Stored records:
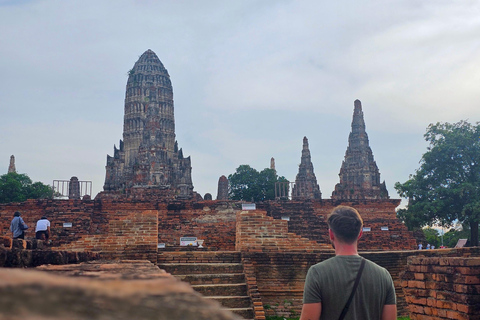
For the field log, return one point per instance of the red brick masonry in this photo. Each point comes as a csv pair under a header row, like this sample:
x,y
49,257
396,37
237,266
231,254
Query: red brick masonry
x,y
442,287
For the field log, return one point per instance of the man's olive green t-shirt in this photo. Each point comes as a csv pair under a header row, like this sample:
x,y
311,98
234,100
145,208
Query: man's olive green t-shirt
x,y
331,282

• _PROBLEM_
Be exact. Write out all the entries and omit the pictures.

• _RESULT OF THE TASK_
For the field log, return one point per instance of the red brick masonry in this photo. Each point comes as a csv pair under a header row, like this sample:
x,y
49,257
396,37
237,266
231,254
Query: red brick masonry
x,y
442,287
For the field log, return one point per instance of the man's olive green t-shirt in this photo. Each point comes as a csv pair under a header row, like this sample:
x,y
311,98
234,100
145,208
Query: man's olive green t-shirt
x,y
331,282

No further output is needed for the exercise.